STATED GOAL 1 =>
In the aliasing text, what name is given to the frequency equal to half the sample rate?
STATED GOAL 2 =>
Please extend the aliasing text with the passage that comes next, starting right after its final line.

TEXT =>
══════════
If we acquire more than two points/cycle
of the highest frequency in the signal
the waveform is completely defined.

It is pretty straightforward:

  • If we sample at more than twice the highest frequency in the signal we satisfy Shannon’s Theorem. All of the examples satisfy this criterion.
  • If we satisfy Shannon's Theorem, we know everything there is to know about the signal. This means that, if we have the appropriate tools (“Resampling”, or “Upsampling”), we can reconstruct any time history to any resolution that we want (Figure 2). So, 2.75 (or any number greater that 2) is OK. We will discuss this magic trick in a later blog.
Figure 2: Comparison of raw data and it’s upsampled version.

But, it’s not so simple..the phrase: “of the highest frequency component in the signal” is the problem.

We know that all real signals have an infinite bandwidth (there are frequency components out to light frequency, and beyond…They may be small but they are there).

So..Shannon’s Theorem is ALWAYS VIOLATED!!

So, we should pack our bags and go home. Digital data acquisition does not work!

But, we know it does work… (Steve Hanly told us so).  So what’s going on?

Aliasing

Violation of Shannon’s Theorem produces errors. These errors are called Aliasing. The errors can be small or large depending on how the data is acquired. The challenge, and our objective, is to assure that they are very small.

Nyquist Frequency

The term aliasing is a misnomer but the result is that any energy that is above ½ of the sample rate (called the Nyquist Frequency (Fn)) appears at the wrong frequency. Any signal components above Fn are “aliased” to lower frequencies where they are superimposed on the truth. This is obviously an error.

Aliasing Demonstration Video

The aliasing phenomenon is much more easily seen (and understood) in the frequency, or spectral, domain. To do this, we use the Fourier Transform to calculate the spectrum. Once we have that tool we can do a demo. To keep it simple we will use a sine wave input. The spectrum of a sine wave is a single “spike” in the spectrum. Figure 3 provides an overview of aliasing by "Captain Alias."

Figure 3: Aliasing video demonstrates the effect of violating Shannon's Theorem.

Frequency Folding

What should be obvious from the movie is that any frequency components above the Nyquist frequency will corrupt the signal that we are interested in.  They will fold, and refold, until they wind up in the range we care about (Figure 4).

Figure 4: Multiple folding of frequency components due to aliasing.

Real Shock Data

Of course, real life is normally not as simple as a sine wave.

The time history and spectrum of the pyroshock test that I use so often (that is available to download) are shown in Figure 5.

Figure 5: The raw signal in the time domain on the left and it's spectrum on the right.
══════════
DATASET ENTRIES =>

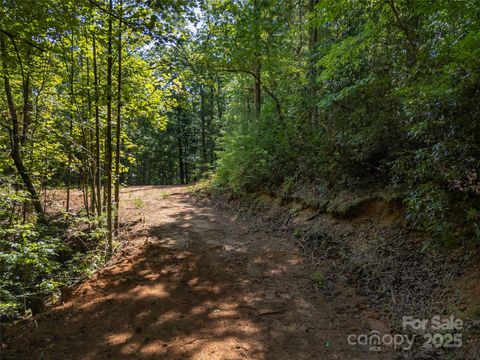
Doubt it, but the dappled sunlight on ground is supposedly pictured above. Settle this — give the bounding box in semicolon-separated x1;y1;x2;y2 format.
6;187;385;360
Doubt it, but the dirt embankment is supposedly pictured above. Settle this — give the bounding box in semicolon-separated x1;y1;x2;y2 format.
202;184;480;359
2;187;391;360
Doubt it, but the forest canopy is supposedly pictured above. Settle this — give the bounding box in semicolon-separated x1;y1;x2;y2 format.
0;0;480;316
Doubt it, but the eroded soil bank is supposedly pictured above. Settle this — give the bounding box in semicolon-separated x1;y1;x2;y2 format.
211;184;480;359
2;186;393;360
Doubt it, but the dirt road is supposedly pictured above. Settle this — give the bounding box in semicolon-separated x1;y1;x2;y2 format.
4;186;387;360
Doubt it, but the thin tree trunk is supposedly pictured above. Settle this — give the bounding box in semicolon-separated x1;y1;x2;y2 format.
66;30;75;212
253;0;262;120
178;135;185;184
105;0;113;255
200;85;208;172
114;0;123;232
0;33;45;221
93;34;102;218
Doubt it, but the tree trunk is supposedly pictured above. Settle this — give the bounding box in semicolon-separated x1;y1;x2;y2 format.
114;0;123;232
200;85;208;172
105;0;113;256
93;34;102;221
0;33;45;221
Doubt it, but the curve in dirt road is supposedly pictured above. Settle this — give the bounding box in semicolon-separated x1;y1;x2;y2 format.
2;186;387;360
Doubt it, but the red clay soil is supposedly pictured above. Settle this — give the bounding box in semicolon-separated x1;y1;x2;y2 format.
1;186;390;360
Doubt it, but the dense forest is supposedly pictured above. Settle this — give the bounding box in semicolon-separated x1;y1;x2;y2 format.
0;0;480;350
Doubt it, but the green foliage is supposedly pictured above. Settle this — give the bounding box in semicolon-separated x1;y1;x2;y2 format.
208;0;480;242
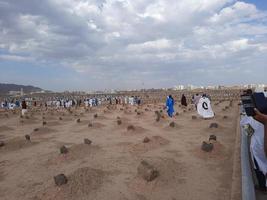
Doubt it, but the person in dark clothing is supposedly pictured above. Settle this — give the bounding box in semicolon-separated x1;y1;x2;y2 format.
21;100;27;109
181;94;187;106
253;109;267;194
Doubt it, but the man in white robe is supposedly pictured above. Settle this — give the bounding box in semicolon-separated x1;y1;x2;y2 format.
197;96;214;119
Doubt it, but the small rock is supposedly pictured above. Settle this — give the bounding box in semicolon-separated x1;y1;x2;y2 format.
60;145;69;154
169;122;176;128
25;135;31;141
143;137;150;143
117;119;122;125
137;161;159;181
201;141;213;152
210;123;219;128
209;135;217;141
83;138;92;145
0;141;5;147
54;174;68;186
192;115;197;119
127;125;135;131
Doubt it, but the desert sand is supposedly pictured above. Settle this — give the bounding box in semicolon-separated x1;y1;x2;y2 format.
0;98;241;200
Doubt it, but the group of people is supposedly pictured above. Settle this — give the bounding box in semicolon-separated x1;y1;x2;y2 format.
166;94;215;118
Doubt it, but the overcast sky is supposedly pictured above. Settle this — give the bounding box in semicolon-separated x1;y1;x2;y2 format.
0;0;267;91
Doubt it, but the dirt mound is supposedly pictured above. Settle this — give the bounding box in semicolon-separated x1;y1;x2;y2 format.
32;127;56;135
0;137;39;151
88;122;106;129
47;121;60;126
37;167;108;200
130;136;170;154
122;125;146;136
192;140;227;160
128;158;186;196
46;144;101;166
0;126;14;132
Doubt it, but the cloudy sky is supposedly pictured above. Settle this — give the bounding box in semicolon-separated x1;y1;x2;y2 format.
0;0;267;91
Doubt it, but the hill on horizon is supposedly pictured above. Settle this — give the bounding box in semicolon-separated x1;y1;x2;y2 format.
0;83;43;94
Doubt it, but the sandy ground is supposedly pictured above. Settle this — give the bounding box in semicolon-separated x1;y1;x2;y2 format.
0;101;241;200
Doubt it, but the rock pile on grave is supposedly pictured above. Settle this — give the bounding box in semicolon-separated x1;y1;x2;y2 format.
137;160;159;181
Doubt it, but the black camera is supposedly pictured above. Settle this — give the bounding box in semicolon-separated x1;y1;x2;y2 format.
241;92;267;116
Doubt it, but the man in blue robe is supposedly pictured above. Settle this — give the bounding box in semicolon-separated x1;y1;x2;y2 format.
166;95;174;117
══════════
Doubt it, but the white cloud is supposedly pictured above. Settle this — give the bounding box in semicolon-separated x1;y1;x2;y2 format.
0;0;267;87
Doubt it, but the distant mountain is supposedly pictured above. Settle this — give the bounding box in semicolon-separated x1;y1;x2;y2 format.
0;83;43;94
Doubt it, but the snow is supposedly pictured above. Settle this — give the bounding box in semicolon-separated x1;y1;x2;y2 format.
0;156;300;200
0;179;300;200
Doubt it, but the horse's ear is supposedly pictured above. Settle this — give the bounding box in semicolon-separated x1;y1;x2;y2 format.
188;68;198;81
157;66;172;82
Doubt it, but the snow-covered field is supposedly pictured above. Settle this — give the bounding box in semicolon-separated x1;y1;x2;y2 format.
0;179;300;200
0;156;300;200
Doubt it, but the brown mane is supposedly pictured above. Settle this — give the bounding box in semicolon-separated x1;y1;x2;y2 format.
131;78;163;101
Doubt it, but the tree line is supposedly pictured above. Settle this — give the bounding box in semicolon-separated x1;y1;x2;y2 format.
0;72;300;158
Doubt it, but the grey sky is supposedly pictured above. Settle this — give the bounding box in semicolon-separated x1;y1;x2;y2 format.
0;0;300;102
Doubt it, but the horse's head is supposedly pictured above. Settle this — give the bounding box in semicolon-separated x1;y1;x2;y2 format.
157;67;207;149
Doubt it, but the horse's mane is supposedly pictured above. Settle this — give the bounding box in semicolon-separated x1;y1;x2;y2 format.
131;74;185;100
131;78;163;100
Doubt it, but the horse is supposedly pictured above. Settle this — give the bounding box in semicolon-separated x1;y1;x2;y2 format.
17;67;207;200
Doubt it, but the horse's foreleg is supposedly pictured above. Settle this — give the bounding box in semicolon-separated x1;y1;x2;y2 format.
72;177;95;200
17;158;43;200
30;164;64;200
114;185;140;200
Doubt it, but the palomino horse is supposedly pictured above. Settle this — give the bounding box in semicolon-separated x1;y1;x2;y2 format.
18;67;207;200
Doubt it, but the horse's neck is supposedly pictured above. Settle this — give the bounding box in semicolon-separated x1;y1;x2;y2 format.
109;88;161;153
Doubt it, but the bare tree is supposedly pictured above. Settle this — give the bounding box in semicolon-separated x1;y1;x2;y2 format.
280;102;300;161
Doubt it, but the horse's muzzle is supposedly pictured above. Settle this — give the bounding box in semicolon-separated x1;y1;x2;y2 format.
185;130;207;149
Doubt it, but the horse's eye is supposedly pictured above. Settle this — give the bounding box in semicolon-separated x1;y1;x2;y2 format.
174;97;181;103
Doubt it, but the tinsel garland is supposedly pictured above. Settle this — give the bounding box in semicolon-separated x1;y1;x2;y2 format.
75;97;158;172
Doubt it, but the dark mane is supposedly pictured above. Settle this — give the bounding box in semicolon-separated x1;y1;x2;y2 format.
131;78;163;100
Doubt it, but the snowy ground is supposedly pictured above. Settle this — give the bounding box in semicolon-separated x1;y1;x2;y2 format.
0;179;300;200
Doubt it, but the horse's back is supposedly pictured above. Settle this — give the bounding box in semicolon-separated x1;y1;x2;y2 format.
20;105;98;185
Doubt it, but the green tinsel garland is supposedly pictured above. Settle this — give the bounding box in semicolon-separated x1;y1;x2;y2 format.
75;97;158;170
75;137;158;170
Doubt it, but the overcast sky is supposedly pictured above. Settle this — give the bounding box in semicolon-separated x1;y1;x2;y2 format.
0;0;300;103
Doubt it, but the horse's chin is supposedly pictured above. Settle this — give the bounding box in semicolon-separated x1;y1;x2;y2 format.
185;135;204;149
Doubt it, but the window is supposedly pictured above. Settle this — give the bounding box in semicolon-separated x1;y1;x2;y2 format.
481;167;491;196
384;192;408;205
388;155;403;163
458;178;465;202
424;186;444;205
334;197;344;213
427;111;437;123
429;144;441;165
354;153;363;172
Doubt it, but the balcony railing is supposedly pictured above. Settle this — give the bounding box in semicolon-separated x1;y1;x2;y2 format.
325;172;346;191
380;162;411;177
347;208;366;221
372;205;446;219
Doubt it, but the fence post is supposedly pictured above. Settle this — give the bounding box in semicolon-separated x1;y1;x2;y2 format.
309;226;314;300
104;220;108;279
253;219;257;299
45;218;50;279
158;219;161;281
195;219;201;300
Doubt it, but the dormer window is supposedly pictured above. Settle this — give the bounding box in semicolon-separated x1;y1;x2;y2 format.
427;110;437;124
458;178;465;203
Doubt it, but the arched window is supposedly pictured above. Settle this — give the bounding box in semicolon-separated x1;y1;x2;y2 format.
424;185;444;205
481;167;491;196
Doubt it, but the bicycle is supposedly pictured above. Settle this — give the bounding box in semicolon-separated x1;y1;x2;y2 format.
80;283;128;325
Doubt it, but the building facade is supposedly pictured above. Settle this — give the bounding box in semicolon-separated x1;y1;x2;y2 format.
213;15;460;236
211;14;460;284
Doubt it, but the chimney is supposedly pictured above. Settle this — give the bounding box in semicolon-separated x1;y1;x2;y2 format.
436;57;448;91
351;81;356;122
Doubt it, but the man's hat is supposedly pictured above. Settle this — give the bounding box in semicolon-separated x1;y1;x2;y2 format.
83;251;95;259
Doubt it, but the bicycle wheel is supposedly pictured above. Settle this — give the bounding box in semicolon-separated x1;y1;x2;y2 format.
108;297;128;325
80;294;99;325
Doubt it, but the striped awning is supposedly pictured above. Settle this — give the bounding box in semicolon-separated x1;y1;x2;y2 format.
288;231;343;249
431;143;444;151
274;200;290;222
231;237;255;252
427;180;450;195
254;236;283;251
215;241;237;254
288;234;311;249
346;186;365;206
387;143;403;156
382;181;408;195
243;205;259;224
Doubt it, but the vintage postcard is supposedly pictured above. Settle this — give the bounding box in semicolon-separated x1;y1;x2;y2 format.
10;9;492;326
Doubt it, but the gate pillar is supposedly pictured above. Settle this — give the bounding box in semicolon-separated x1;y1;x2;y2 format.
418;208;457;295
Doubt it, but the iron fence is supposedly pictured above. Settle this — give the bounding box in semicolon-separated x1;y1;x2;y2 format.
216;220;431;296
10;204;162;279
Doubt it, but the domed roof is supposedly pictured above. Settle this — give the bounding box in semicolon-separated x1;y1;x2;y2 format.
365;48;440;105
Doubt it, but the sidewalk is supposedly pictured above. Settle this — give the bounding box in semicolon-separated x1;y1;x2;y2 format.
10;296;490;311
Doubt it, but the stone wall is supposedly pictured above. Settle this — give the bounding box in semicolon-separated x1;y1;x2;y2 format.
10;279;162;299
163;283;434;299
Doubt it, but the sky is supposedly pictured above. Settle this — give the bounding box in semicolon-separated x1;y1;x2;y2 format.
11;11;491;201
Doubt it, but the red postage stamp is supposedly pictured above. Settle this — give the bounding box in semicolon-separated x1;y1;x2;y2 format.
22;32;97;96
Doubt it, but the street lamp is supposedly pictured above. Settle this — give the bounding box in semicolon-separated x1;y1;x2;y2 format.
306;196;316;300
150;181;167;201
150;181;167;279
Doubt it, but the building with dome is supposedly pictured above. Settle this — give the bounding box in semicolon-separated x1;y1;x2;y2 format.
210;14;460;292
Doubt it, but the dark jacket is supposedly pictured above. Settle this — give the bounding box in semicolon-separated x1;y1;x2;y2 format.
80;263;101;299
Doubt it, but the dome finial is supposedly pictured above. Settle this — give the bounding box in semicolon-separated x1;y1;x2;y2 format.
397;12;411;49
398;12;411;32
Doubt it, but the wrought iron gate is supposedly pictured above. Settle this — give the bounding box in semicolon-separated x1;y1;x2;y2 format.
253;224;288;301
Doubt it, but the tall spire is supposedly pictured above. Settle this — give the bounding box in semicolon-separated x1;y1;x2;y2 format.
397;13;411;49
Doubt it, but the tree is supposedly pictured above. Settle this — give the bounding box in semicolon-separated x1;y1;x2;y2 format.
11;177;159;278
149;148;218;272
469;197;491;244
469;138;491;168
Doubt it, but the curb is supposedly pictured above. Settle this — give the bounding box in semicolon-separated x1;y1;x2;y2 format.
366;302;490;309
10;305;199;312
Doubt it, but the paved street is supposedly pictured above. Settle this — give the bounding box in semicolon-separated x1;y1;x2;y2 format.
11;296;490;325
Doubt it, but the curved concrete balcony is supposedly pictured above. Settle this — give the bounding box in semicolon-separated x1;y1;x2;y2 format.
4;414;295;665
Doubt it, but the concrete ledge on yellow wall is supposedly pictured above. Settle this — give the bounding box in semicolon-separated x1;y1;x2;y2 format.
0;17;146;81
══════════
TASK RESULT 1 =>
The Nyquist Frequency (Fn).

TASK RESULT 2 =>
Again, the real clue to what is going on is in the spectrum. The critical feature is that the magnitude of the spectrum is small (reduced to the digitization noise floor) above ~250KHz. Is this data set aliased? Yes!! All real data sets are aliased to some extent. However, the fact that that the level is very small (compared to the main signal) near the Nyquist frequency implies that there is not much energy at higher frequencies so that the errors are small. In fact, since the spectrum is reduced to the digitization level, the resulting errors are as small as we can make them with this data acquisition system.

Now, let’s reduce the sample rate by decimating the time history (i.e. keep 1 out of every N points). We will do a fairly extreme example to make it obvious what is going on. The boss tells us that only  frequencies up to 10 KHz are of interest so we will take the knowledge we have and sample at 25,000 samples per second giving us 2.5 points/cycle at the highest frequency of interest. The result is in Figure 6

Figure 6: The time history and spectrum of the data with a reduced sample rate paints a different picture.

Inspection shows:

  • The time history looks pretty reasonable.. There is no evidence in it that there is a problem.
  • However, when we look at the spectrum, it is not reduced to insignificant levels at the Nyquist frequency. The implication (which is correct) is that there is significant energy at higher frequency. This “litmus test” indicated that the data is probably badly corrupted by aliasing. However, from this record, there is no way to tell how bad the corruption is.

Figure 7 shows the overlay of the truth (black) over the undersampled (red) results. The time histories are pretty much alike. In the undersampled data, lots of the peaks are missed because only 1 point in 40 of the original signal has been recorded. However, the RMS levels of both recordings are essentially the same.

Figure 7: The full and undersampled data sets are compared to highlight the difference in the spectrum.

The spectrum plots show the problem: The undersampled spectrum (red) is significantly higher than the truth (black) at almost all frequencies. This is the result of the frequency components above the Nyquist frequency being folded into (and added to) the true result. (Comment: If the spectrum is wrong, so is the time history!)

Figure 8: Demonstrates what's happening to a signal due to aliasing and frequency folding.
  1. Energy between the Nyquist frequency and the sample rate is superimposed on the correct result below Fn.
  2. Energy between the sample rate and 1.5S is folded around Fn to below zero. It is then refolded around zero into the range of interest.
  3. All energy above Fn is added to the correct data via multiple folding.

So, we are in real trouble. Although the aliasing problem for this signal can be solved by sampling at over 500,000 samples/second, this is not always an available option.

 

Those in the aerospace shock industry may recognize this phenomenon as the root cause of one of the worst (and most expensive) testing errors in history. A large number of spacecraft qualification tests were incorrectly accepted because the indicated spectral response was higher than the truth. This resulted in the false-positive passing of the test’s specification.


Once the Data Set is Acquired, any Aliasing Errors are Included in the Measured Time History. 

  • There is no way to tell how large the errors are.
  • No amount of data manipulation will fix it. The data set in Figure 6 is irretrievably corrupt.
  • Alias errors are only minimized by proper setup of the data acquisition before the test.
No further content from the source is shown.